# Referring expression pointing data
---
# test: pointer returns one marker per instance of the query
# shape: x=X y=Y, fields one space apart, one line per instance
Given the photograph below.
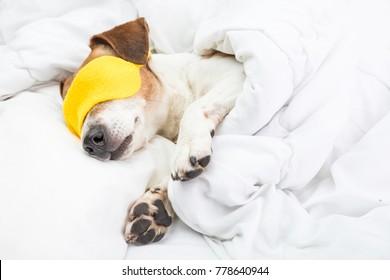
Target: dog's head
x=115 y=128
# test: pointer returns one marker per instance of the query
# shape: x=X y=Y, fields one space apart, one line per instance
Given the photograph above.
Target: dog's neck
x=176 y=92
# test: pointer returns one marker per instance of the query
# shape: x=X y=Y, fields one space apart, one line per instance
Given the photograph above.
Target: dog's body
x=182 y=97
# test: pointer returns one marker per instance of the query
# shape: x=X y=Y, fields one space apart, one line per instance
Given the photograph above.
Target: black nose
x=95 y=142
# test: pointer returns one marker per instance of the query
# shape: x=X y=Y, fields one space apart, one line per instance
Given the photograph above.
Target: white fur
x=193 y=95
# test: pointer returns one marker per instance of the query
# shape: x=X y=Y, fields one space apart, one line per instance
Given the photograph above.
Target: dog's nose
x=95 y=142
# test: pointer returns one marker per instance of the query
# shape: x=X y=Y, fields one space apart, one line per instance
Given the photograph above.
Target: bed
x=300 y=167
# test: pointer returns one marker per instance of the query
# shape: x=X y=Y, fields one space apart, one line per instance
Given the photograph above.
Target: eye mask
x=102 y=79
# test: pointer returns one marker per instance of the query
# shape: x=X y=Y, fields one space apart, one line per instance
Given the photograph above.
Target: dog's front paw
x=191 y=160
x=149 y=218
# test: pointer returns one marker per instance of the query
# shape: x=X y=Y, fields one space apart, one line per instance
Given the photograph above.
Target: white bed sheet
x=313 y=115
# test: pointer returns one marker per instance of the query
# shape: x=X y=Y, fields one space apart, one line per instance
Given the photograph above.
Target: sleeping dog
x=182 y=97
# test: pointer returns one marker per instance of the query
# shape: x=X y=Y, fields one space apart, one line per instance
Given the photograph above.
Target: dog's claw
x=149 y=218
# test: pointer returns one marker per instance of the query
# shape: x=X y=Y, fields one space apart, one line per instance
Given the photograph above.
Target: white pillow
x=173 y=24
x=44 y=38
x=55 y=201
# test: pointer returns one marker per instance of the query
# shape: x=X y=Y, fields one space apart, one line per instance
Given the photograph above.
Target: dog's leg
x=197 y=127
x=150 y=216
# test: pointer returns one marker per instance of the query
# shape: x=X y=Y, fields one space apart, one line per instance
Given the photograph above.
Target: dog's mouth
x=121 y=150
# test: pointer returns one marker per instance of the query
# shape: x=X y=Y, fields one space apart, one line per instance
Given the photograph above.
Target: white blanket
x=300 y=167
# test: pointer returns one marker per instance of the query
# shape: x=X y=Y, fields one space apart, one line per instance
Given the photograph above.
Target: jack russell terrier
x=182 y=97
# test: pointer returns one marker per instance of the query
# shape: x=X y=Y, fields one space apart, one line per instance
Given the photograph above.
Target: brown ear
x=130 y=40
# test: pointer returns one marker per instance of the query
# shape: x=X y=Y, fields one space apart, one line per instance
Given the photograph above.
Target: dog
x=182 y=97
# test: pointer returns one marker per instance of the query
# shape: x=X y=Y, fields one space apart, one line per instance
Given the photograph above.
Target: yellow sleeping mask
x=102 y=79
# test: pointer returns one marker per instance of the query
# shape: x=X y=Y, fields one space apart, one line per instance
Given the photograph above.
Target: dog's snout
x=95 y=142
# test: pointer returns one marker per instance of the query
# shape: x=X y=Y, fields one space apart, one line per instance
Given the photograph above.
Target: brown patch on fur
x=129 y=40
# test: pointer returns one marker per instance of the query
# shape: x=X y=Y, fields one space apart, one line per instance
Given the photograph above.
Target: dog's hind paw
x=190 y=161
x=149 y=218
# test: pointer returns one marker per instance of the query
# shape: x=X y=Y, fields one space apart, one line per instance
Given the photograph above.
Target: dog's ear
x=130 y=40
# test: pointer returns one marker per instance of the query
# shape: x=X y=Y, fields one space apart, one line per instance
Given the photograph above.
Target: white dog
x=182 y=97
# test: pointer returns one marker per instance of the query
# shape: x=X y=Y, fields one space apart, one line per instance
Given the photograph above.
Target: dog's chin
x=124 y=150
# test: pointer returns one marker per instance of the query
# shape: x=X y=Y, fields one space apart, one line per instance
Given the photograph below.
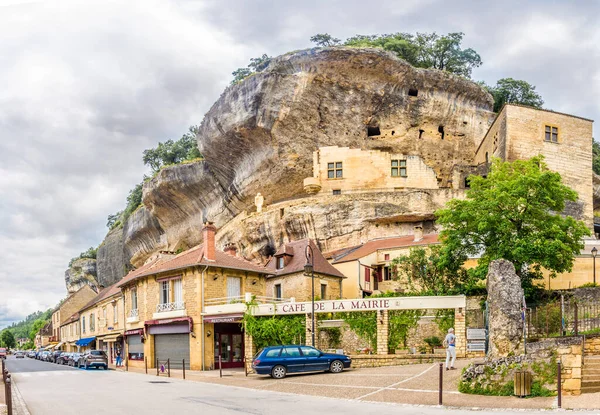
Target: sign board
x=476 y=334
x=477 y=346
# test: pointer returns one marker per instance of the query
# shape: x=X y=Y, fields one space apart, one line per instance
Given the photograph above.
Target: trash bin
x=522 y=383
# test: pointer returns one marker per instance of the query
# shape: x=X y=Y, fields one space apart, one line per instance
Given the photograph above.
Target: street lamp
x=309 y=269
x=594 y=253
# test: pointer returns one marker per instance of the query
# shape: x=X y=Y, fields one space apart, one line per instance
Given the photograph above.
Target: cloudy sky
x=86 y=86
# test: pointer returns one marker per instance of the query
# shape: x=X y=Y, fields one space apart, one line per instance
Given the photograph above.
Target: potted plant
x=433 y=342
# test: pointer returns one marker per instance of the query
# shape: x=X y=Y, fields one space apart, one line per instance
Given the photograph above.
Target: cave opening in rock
---
# Exercise prompt
Reproduce every entry word for word, but skip any pictures.

# Result of this exercise
# test: pointer returns one marker per instance of the query
# shape: x=X y=Y, fields one space apart, one line per instance
Given the photograph below.
Target: dog's head
x=115 y=128
# test: pointer returns one marker per instance of the query
# shape: x=X y=Y, fields one space apart, one line per instance
Given the photograph above.
Target: dog's neck
x=176 y=92
# test: pointer returns one marker per instance of the query
# shape: x=X y=Y, fields one space apart, one line per instance
Given the photograph above.
Target: dog's body
x=182 y=97
# test: pointer returns one marker per instance of the query
# shape: x=X y=Y, fields one space apart, one line per instance
Given the photograph above.
Target: black nose
x=95 y=142
# test: pointer returns one marker per instance of the query
# shape: x=X y=Y, fields one space apart, one line per instance
Given the photograph above.
Target: white fur
x=193 y=95
# test: pointer returns one marker per instance of the query
# shape: x=X y=Y, fields one space apart, one line per instance
Given the photograph above.
Target: dog's nose
x=95 y=142
# test: pointer returns one marker per instance of the query
# shape: x=X y=Y, fields one space apart, one line per instance
Given the photograph above.
Target: bed
x=300 y=167
# test: pointer returns one marker per instance of the query
# shape: x=X y=Y, fields one space apart, one line per instance
Given the photograph above.
Target: eye mask
x=102 y=79
# test: pointer returns one marker per instance of the query
# shape: x=X y=Y, fields one space apart, one line per instance
Given the photograph above.
Target: dog's front paw
x=191 y=160
x=149 y=218
# test: pointer returns one marker per instance of the query
# shape: x=X y=Y, fields one space apart, one line per instance
Given the photograph above.
Target: white bed sheet
x=313 y=115
# test: pointer returns one marker per instance of the query
# shape: x=X y=Y, fields one space apart, one line per instance
Given the photograph above.
Target: sleeping dog
x=182 y=97
# test: pointer returns one marker per instance of the query
# shape: x=X y=Y, fields one space apart, one line per instance
Given the photograph above.
Target: dog's claw
x=149 y=218
# test: pointer returns one marker per instance of the query
# shape: x=X y=Y, fields one space apart, one line per instance
Given the photograph above.
Target: white pillow
x=173 y=24
x=44 y=38
x=55 y=201
# test: pointer returns one marker per instance of the query
# shape: x=X y=Y, fields one space apart, one line per instance
Given the photograph above.
Target: dog's leg
x=197 y=127
x=150 y=216
# test: pointer returns one marker per instance of the query
# shape: x=X y=Y, fields one space apart, one line per instance
Given the photograph above.
Target: dog's mouth
x=121 y=150
# test: pointer returns one marker per instance of the query
# shape: x=X y=Y, fields one space apart, one line per instance
Given the photograph above.
Target: white blanket
x=300 y=167
# test: pointer returns one marker per instance of the query
# shape: x=X y=Y, fields one space apart, one line per instance
Given the photograph above.
Target: jack russell terrier
x=182 y=97
# test: pointer returns one marker per instance of the query
# shape: x=X y=Y, fields one space apart, one line per instance
Given the photograph above.
Target: brown ear
x=130 y=40
# test: pointer returns one marker per instance of the query
# shape: x=X y=Y, fields one space apart, one line per instance
Given the photograph above.
Target: dog
x=182 y=97
# test: pointer returns one marker per instance of the query
# shape: x=X y=Y, fields one space apart, one line per instance
Given the photograph above.
Target: yellow sleeping mask
x=102 y=79
# test: pointer returns one marker per instance of the query
# shape: x=X y=Y, fields one space apart, one line per instance
Given the photograph above.
Target: dog's snout
x=95 y=142
# test: pointer returns one marker per instance of the query
# shape: x=X y=Y, fields one space apart, one line per instance
Given the photograph above.
Target: brown patch on fur
x=129 y=40
# test: pointer returns one marker per instance of the query
# shape: x=X y=Y, fields one space apart, one line per instance
Given the photograph above.
Target: dog's hind paw
x=190 y=161
x=149 y=218
# test: pointer returns one marker per instance of the query
# shape: x=X y=Y, fields one space apart, one line per instance
Given the photograph above.
Target: dog's ear
x=130 y=40
# test: pointer returns one marker per instance of the query
# shape: x=X y=Y, fields one space apart, one line per instance
Given the photograph above.
Target: white dog
x=182 y=97
# test: pointer returns one marker per instance of the query
# shape: x=X y=Y, fields one space apart, one line per instance
Given the photograph above.
Target: dog's chin
x=124 y=150
# test: pointer returns one marker per instance of the query
# shape: x=X y=Y, fields one space apart, one line per instance
Given the photograph below.
Target: sign board
x=476 y=334
x=477 y=346
# test: pointer returns one marker per instance of the query
# shape: x=X y=Y, fields one space apart, one line per instance
Given the photograph above.
Target: trash bin
x=522 y=383
# test: pointer returns one marker per instance of the query
# shape: x=X y=Y, fields one space apart, one line per instance
Given the photograph above.
Target: street lamp
x=309 y=269
x=594 y=253
# test: pointer returns one marker per instance of the query
# shape: x=X y=Y, fields one space apart, one line per instance
Given the photograph above.
Target: cloudy sky
x=86 y=86
# test: pointer returns one marker per instance of the query
# shape: x=X y=Y, fields one space apart, one line per instance
Given the photograph above.
Target: potted plant
x=433 y=342
# test: pointer returns one marker per instance of the query
# shape: x=X y=Y, fields one space apart, one line per instance
Given the photograph above.
Target: cave opening in rock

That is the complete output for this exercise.